_LISTA DE TAREAS:_
1. En el texto sobre el estilo filosófico de Derrida, ¿en qué obra realiza Derrida una operación similar a la del Heidegger de Sein und Zeit?
2. Prolonga el texto sobre el estilo filosófico de Derrida a partir de su última oración.

_PÁGINA:_

==========

En segundo término, resulta evidente que la propia estructura estilística de los textos derridianos (comentada brevemente más arriba) tiende a priorizar el interrogar por sobre el responder, la preparación de la pregunta por sobre el momento de la hipótesis. El acto mediante el cual se señala una aporía, el movimiento por el cual se llega a comprenderla cabalmente qua aporía, es siempre más valioso que la propuesta de una solución. Esta última podrá llegar, parafraseando a Kant, "por añadidura" pero no resulta esencial para la praxis filosófica –cuya tarea indelegable se asociaría a la "preparación del camino" de la que habla el último Heidegger-. La prioridad de la interrogación se advierte también en cuanto reconocemos el empeño derridiano en formular y reformular la pregunta desde diversos ángulos, comparando no sólo las respuestas de autores tradicionales sino también sus modos singulares de acceder a un mismo tópico.
Quizá podría pensarse en otra conexión estilística con el filósofo alemán. Así como el Heidegger de Sein und Zeit presentaba cada uno de los problemas y autores en relación con la Seinsfrage, Derrida realiza una operación similar en Del Espíritu.(4) Allí, abre un diálogo con Heidegger, pero al entablar dicha conversación, sumerge los problemas, las preguntas y las citas en su propio ideolecto, cambia en silencio el territorio de discusión, desplaza minuciosamente cada parte a fin de recontextualizar la noción de Geist mediante una labor de filólogo. Derrida indaga la trayectoria del concepto de Geist en la obra heideggeriana enumerando y analizando cada una de las instancias en que Heidegger lo evita, interpretando luego los momentos en que explicita la exigencia de evitarlo, cuando aparece más tarde entrecomillado y cuando, finalmente, se desentrecomilla. Tal vez esta preocupación por construir un problema a partir de un aspecto marginal –que es colocado, en último término, en el centro de la escena- debería también ser tenida en cuenta como uno de sus rasgos de originalidad más decisivos.

==========

[Registros del conjunto de datos sobre ubicaciones de objetos]

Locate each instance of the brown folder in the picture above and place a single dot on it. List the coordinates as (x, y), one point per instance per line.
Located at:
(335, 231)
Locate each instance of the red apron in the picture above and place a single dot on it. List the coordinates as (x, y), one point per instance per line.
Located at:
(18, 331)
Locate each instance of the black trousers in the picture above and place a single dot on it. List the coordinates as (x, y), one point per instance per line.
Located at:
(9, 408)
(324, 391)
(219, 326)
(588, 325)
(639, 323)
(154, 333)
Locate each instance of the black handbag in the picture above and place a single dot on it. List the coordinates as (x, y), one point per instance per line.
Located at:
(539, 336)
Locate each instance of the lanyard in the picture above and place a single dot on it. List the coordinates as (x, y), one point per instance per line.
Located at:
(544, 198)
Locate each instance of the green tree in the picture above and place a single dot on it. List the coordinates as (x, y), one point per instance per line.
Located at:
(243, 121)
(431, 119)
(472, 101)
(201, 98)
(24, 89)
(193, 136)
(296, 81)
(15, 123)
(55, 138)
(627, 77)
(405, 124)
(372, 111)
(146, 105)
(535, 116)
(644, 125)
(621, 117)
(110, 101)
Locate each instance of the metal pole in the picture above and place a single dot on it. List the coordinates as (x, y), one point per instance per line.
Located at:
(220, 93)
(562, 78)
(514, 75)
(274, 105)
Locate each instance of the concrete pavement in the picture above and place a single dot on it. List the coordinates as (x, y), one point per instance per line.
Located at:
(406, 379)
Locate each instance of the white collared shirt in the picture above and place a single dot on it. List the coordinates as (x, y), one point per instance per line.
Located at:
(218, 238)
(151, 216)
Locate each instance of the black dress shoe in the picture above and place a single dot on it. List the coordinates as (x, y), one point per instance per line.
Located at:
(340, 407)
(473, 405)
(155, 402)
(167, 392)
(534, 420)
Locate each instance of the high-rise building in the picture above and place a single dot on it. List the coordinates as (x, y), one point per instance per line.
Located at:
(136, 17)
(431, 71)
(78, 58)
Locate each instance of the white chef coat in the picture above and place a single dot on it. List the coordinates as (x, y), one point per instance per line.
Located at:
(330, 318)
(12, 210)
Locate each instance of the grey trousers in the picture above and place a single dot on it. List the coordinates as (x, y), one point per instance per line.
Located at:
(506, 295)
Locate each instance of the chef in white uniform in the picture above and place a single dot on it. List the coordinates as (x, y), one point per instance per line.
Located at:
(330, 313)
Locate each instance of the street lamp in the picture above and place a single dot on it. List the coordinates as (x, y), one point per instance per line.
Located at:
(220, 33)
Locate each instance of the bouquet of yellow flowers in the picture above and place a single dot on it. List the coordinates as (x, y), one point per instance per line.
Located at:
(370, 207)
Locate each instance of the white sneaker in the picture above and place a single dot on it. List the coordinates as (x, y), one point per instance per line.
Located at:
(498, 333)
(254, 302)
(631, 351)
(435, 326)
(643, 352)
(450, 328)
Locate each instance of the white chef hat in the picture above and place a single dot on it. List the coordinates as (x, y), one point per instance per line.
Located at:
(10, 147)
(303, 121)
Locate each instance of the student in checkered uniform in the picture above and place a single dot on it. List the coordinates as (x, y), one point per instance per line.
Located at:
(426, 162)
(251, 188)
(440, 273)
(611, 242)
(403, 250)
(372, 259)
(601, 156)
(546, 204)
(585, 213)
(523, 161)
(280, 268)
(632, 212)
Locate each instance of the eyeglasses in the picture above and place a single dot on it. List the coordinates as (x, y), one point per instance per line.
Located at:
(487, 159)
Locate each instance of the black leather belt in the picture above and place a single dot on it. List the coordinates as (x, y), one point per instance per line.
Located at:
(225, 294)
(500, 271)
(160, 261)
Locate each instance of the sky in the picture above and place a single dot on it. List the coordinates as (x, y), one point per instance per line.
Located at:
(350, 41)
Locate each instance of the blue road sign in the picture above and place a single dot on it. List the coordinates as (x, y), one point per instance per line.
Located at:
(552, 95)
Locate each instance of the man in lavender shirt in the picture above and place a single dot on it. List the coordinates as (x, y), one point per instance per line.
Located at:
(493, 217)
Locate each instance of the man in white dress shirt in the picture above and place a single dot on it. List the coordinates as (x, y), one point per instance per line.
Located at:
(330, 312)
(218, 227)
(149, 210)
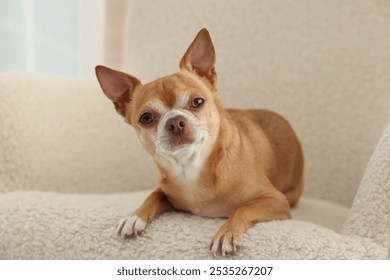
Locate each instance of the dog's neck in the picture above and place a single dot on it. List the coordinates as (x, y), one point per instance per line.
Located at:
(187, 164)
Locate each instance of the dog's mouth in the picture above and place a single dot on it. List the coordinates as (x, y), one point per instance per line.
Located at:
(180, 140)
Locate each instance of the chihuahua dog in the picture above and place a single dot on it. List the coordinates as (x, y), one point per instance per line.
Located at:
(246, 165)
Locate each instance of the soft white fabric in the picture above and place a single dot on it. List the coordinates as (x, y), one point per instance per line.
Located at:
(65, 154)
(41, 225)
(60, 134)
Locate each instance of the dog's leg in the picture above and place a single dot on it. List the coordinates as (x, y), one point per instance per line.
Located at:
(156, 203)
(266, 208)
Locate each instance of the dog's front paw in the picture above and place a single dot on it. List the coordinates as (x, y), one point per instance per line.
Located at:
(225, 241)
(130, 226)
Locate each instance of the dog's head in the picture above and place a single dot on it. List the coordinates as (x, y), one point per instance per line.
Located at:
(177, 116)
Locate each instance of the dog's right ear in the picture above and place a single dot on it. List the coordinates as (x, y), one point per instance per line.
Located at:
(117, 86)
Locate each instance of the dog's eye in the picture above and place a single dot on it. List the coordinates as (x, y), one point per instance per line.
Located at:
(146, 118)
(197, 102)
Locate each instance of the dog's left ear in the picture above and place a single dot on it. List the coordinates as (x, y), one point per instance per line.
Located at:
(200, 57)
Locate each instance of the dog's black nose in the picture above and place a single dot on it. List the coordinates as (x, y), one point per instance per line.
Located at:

==========

_RESULTADOS:_
1. En Del Espíritu.

2.
Por último, la falta de estructura monográfica de muchas de sus obras pone en cuestionamiento el estatuto de los sub-géneros filosóficos: ¿Es Políticas de la amistad un libro sobre ética, o bien de antropología? ¿Podemos leer De la gramatología (5) como una obra de filosofía del lenguaje, o más bien deberíamos interpretarla en clave gnoseológica? ¿Es lícito incluir El monolingüismo del otro (6) en una cátedra de filosofía política, o tendríamos que considerarlo solamente como una reflexión sobre el problema epistemológico de la intraducibilidad? Este vampirismo genérico que Derrida practica de modo deliberado provoca ciertamente dificultades de archivo, de catálogo. En definitiva, la multidimensionalidad de los textos derridianos es otra buena razón para evitar, al menos por ahora, la palabra "legado".